- PROBLEMS TO SOLVE:
1) Reproduce the part of the judgment between "[2] On 12 and" and "oppose the adjournment application.", inclusive.
2) According to the judgment, on what date is the four-week trial scheduled to begin?

- PROVIDED TEXT:
TUAM VENTURES LTD (In Liquidation) Thirteenth Plaintiff
100 INVESTMENTS LTD
First DefendantFTG SECURITIES LTD
Second DefendantRFD FINANCE LTD
Third DefendantTOMANOVICH HOLDINGS LTD
Fourth DefendantROBERT BRUCE WALKER
Fifth Defendant
LPF GROUP LTD
Sixth DefendantSPF NO 10 LTD (In Liquidation) Seventh Defendant
Introduction
[1] These two consolidated proceedings have been on foot for some time. One was commenced in 2019, the other in 2022. A four-week trial is scheduled to commence on 26 February 2024.
[2] On 12 and 13 December 2023, I heard ten interlocutory matters, including applications by two of the defendants (LPF and SPF) for better discovery from the Whitley parties. I declined those applications in a judgment delivered on 15 December 2023.1 The background to the two proceedings, and various abbreviations used in this judgment, are found in that judgment.
[3] On 20 December 2023, LPF filed two applications: an application for leave to appeal my discovery decision and an application to adjourn the trial. SPF supports both applications. Mr Walker supports the adjournment application. The Whitley parties oppose both applications. The secured creditors oppose the adjournment application.

- EXCERPTED DATA:
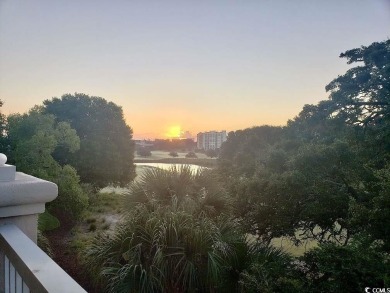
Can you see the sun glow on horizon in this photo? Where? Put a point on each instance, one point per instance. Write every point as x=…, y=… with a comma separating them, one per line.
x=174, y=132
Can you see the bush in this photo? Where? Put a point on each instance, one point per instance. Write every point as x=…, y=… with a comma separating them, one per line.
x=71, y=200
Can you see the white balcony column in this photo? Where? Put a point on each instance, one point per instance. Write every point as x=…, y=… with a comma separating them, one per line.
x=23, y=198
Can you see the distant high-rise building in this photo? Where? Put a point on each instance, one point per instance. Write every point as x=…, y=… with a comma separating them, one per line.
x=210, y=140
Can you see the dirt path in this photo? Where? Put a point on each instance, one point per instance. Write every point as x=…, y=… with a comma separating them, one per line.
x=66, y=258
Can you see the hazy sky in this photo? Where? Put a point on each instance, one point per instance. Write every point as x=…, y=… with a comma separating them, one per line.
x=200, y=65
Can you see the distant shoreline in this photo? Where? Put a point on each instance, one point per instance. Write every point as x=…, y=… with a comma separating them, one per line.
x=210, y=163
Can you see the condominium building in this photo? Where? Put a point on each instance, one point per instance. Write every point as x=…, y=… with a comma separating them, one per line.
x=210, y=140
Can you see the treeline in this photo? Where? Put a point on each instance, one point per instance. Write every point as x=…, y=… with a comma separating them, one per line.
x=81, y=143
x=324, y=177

- ANSWERS IN ORDER:
1)
[2] On 12 and 13 December 2023, I heard ten interlocutory matters, including applications by two of the defendants (LPF and SPF) for better discovery from the Whitley parties. I declined those applications in a judgment delivered on 15 December 2023.1 The background to the two proceedings, and various abbreviations used in this judgment, are found in that judgment.
[3] On 20 December 2023, LPF filed two applications: an application for leave to appeal my discovery decision and an application to adjourn the trial. SPF supports both applications. Mr Walker supports the adjournment application. The Whitley parties oppose both applications. The secured creditors oppose the adjournment application.

2) 26 February 2024